A study conducted at the Minneapolis VA shows signs that victims of trauma and PTSD can be helped by programs that emphasize spirituality as part of recovery.

The study looked at a group intervention program called Building Spiritual Strength (BSS), an interfaith eight-session method that encourages participants to use their faith to manage the impact of trauma. The program includes steps such as keeping a "prayer log," group discussions of conflict resolution and how to build a personal relationship with a higher power. Perhaps not surprisingly, the study showed that using a spiritual resource was more effective for those who profess a religious association or at least a spiritual orientation. But the influence can't be dismissed among those who don't identify themselves as either religious or spiritual.

Fifty-four veterans were selected for the study with 29 assigned to the control group and 26 to the intervention group. Participants in both groups were measured for trauma symptoms and paid $20 each time they completed measures of the study. At the end of test, researchers measured changes in PTSD scores among the participants. The findings in reductions from the intervention group compared to the control group were regarded as "statistically significant."

While the authors say more research is suggested, the study may be the best evidence yet that addressing spiritually based concerns can reduce PTSD in trauma survivors. The information may be particularly helpful for veterans who might avoid treatment because of the stigma attached, but who might be willing to attend a support group at a local church or religious organization.

The study was recently published in the Journal of Clinical Psychology. It was conducted by researchers at the Minneapolis VA, the University of Minnesota, Loyola University and the Minnesota Veterans Research Council.

■ Region pointing data ■
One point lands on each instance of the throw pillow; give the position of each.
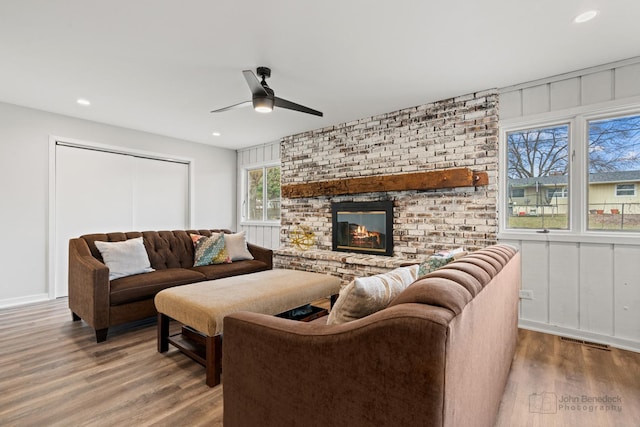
(125, 258)
(209, 250)
(366, 295)
(237, 246)
(439, 260)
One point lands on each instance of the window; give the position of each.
(537, 176)
(598, 154)
(263, 194)
(614, 160)
(625, 190)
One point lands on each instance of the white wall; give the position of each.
(585, 287)
(267, 236)
(24, 186)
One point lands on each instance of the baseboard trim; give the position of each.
(621, 343)
(14, 302)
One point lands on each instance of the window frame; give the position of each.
(578, 119)
(244, 206)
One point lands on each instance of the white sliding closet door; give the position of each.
(100, 192)
(160, 195)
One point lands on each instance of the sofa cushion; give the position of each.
(436, 291)
(468, 281)
(366, 295)
(209, 250)
(236, 244)
(169, 249)
(143, 286)
(218, 271)
(124, 258)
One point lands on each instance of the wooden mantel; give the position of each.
(431, 180)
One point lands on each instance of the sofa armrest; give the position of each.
(88, 285)
(261, 254)
(366, 372)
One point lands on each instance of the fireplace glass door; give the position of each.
(365, 227)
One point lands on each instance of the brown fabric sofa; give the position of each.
(438, 355)
(103, 303)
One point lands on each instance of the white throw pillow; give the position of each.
(125, 258)
(366, 295)
(237, 246)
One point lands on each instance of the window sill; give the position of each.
(261, 223)
(620, 238)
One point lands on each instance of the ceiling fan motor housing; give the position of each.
(264, 72)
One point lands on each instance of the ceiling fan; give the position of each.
(263, 97)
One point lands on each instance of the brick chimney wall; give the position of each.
(453, 133)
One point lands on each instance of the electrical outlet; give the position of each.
(526, 294)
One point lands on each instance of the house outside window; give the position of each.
(597, 154)
(625, 190)
(538, 173)
(262, 197)
(614, 167)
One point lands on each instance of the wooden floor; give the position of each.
(52, 373)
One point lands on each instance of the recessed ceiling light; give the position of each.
(585, 16)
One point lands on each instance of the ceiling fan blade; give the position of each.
(233, 107)
(254, 83)
(283, 103)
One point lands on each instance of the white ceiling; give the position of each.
(161, 65)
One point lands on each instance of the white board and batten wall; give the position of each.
(584, 285)
(263, 234)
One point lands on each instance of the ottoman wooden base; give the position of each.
(205, 350)
(201, 307)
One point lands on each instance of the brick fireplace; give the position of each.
(453, 133)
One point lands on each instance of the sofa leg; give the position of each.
(163, 333)
(213, 360)
(101, 334)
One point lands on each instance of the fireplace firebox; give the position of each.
(364, 227)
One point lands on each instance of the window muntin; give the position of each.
(537, 173)
(263, 194)
(614, 162)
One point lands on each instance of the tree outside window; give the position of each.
(537, 173)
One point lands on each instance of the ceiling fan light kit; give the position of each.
(263, 97)
(263, 104)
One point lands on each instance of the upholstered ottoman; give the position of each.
(202, 306)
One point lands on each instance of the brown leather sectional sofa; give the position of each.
(438, 355)
(103, 303)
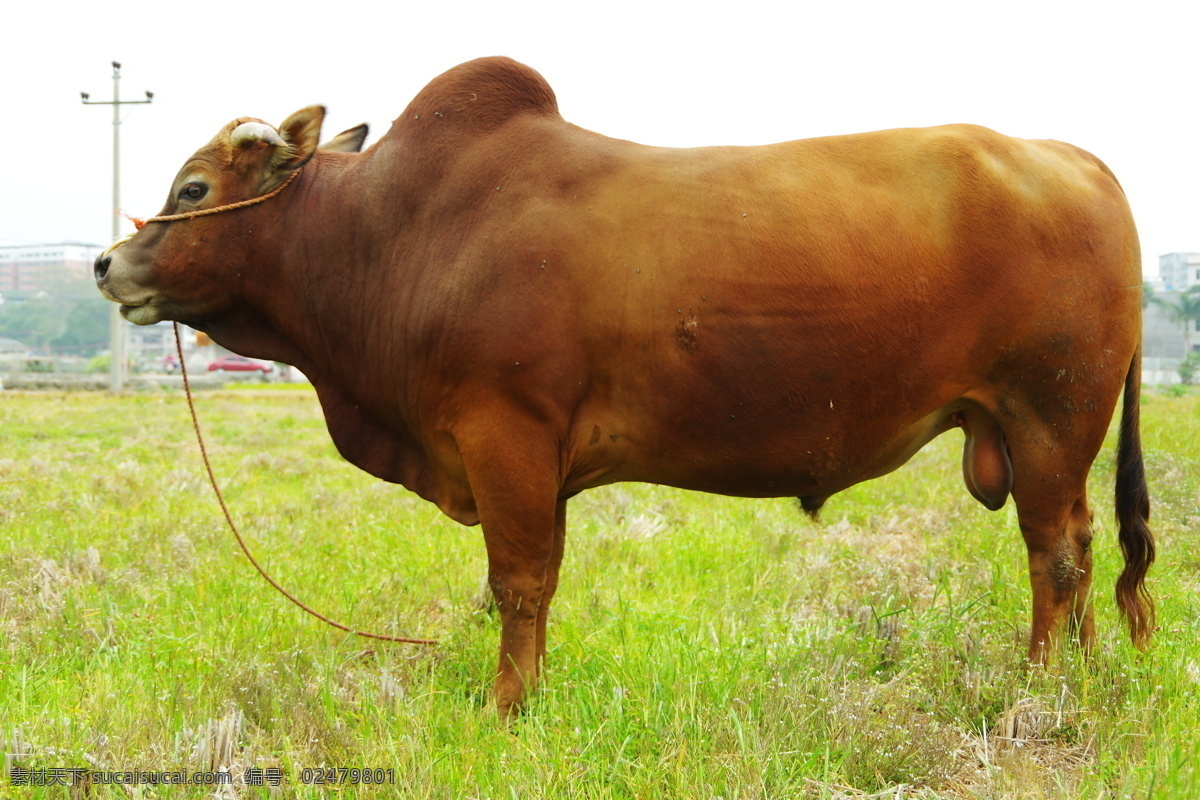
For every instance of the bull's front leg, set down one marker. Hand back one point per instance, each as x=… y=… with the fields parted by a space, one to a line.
x=523 y=525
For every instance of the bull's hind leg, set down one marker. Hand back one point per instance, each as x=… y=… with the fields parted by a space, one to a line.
x=1049 y=487
x=515 y=487
x=1059 y=542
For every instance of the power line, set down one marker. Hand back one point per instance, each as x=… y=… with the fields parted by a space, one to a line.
x=117 y=328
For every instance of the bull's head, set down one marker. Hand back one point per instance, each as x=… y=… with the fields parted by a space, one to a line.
x=190 y=270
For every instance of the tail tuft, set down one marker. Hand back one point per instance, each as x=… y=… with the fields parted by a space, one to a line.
x=1133 y=515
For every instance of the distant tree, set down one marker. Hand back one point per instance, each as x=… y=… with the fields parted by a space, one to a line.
x=1183 y=311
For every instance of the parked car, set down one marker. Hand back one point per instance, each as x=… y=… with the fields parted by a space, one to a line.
x=240 y=364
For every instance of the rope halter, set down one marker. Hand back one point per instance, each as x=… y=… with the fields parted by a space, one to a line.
x=199 y=212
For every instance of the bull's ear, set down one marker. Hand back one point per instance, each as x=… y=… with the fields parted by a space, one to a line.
x=347 y=140
x=301 y=131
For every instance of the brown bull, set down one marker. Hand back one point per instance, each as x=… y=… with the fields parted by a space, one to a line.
x=501 y=310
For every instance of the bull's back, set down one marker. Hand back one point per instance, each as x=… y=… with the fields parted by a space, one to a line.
x=797 y=317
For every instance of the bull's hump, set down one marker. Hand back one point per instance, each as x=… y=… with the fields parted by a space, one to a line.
x=478 y=96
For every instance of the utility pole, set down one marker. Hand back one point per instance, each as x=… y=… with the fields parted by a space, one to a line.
x=117 y=325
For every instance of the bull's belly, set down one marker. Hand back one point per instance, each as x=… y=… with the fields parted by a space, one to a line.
x=766 y=461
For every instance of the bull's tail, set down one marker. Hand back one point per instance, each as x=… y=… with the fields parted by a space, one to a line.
x=1133 y=515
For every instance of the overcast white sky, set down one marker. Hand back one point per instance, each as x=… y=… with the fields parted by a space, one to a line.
x=1119 y=79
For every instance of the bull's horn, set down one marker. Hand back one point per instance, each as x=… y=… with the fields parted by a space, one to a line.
x=249 y=132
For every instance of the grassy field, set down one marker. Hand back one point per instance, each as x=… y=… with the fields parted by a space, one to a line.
x=701 y=647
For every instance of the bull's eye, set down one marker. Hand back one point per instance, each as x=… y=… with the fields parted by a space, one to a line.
x=193 y=191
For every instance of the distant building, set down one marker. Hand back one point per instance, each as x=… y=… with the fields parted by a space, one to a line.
x=1179 y=271
x=33 y=268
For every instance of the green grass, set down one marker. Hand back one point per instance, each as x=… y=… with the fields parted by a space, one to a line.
x=701 y=647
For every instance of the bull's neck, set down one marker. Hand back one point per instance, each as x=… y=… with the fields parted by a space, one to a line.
x=323 y=293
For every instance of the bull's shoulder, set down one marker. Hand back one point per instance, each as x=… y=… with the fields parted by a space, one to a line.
x=478 y=96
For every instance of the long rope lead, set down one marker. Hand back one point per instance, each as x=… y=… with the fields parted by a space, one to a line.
x=225 y=510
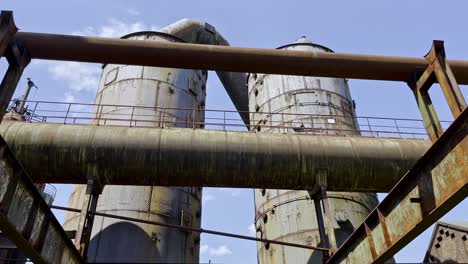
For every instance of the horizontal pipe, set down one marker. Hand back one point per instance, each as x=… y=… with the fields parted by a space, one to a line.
x=223 y=58
x=192 y=229
x=59 y=153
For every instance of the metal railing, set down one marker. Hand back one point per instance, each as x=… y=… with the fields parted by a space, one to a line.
x=143 y=116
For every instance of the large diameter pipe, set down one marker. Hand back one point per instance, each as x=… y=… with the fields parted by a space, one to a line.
x=59 y=153
x=223 y=58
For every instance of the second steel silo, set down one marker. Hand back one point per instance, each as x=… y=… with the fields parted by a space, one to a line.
x=163 y=97
x=292 y=104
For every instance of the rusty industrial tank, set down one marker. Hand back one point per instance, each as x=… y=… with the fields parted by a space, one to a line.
x=292 y=104
x=155 y=92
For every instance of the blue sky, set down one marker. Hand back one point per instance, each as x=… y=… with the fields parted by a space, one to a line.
x=400 y=28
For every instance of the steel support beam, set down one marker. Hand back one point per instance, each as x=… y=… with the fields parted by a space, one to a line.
x=26 y=218
x=223 y=58
x=187 y=157
x=437 y=182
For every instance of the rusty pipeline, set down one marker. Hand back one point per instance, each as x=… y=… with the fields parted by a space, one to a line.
x=59 y=153
x=223 y=58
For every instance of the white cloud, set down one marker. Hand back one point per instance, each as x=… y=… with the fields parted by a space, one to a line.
x=115 y=28
x=220 y=251
x=232 y=191
x=82 y=78
x=206 y=197
x=133 y=12
x=79 y=76
x=203 y=249
x=252 y=230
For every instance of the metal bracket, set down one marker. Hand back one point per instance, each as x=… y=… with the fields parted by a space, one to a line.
x=17 y=56
x=438 y=69
x=85 y=224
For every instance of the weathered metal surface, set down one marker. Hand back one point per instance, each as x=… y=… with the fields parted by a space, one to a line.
x=146 y=88
x=437 y=182
x=448 y=243
x=26 y=218
x=198 y=32
x=187 y=157
x=233 y=59
x=290 y=97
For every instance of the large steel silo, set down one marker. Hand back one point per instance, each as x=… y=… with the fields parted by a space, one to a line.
x=277 y=103
x=120 y=241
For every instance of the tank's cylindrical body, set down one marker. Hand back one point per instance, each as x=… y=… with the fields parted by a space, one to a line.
x=281 y=103
x=153 y=91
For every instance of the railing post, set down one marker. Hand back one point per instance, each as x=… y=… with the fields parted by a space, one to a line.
x=66 y=115
x=282 y=122
x=131 y=116
x=163 y=116
x=224 y=121
x=439 y=70
x=396 y=125
x=99 y=113
x=193 y=118
x=33 y=112
x=339 y=124
x=370 y=128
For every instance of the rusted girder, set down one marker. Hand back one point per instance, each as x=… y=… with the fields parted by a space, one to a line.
x=437 y=182
x=26 y=218
x=233 y=59
x=187 y=157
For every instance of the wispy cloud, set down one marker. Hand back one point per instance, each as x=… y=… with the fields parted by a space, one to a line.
x=79 y=76
x=220 y=251
x=252 y=230
x=206 y=197
x=232 y=191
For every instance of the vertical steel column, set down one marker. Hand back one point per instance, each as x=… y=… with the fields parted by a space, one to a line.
x=7 y=30
x=85 y=223
x=326 y=231
x=321 y=227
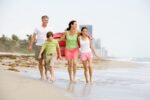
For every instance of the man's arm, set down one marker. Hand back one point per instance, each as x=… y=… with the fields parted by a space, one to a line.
x=33 y=38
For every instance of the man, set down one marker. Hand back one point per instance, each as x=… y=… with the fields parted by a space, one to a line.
x=39 y=36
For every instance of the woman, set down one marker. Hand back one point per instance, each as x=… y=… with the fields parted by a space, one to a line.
x=86 y=49
x=71 y=50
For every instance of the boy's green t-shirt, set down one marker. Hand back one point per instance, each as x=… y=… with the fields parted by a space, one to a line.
x=50 y=47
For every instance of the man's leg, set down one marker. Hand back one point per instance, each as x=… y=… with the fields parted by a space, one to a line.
x=41 y=68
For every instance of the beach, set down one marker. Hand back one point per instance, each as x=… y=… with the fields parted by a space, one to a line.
x=112 y=80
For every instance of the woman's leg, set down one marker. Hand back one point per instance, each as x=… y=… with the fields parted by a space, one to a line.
x=85 y=70
x=52 y=73
x=70 y=69
x=74 y=69
x=90 y=69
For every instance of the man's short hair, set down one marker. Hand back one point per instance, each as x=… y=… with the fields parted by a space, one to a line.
x=49 y=34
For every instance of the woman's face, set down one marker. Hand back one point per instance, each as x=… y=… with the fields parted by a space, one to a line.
x=74 y=25
x=84 y=31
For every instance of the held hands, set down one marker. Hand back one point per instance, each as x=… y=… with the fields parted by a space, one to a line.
x=60 y=57
x=39 y=57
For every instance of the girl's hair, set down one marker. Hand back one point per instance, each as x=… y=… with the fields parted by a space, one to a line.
x=83 y=28
x=49 y=34
x=69 y=25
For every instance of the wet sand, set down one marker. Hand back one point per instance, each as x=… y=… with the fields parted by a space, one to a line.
x=109 y=84
x=112 y=80
x=14 y=86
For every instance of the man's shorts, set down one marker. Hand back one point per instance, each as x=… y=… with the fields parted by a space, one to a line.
x=37 y=51
x=86 y=56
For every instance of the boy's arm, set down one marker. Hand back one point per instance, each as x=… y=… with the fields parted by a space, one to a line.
x=33 y=38
x=41 y=51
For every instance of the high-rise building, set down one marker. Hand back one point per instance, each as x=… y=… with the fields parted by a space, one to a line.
x=90 y=28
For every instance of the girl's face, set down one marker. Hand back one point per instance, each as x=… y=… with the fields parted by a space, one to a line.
x=74 y=25
x=51 y=37
x=84 y=31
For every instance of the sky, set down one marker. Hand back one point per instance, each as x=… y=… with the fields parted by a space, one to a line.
x=122 y=25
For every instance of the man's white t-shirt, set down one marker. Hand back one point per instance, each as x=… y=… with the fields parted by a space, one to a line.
x=41 y=34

■ Tasks for this exercise ■
1. In the article on the PTSD study, transcribe everything from "The study looked" down to "religious or spiritual.".
2. Answer the following from the article on the PTSD study:
(a) How many sessions does the Building Spiritual Strength program have?
(b) How much were participants paid each time they completed measures of the study?
(c) In which journal was the study published?

■ Expected results ■
1.
The study looked at a group intervention program called Building Spiritual Strength (BSS), an interfaith eight-session method that encourages participants to use their faith to manage the impact of trauma. The program includes steps such as keeping a "prayer log," group discussions of conflict resolution and how to build a personal relationship with a higher power. Perhaps not surprisingly, the study showed that using a spiritual resource was more effective for those who profess a religious association or at least a spiritual orientation. But the influence can't be dismissed among those who don't identify themselves as either religious or spiritual.

2.
(a) Eight
(b) $20
(c) The Journal of Clinical Psychology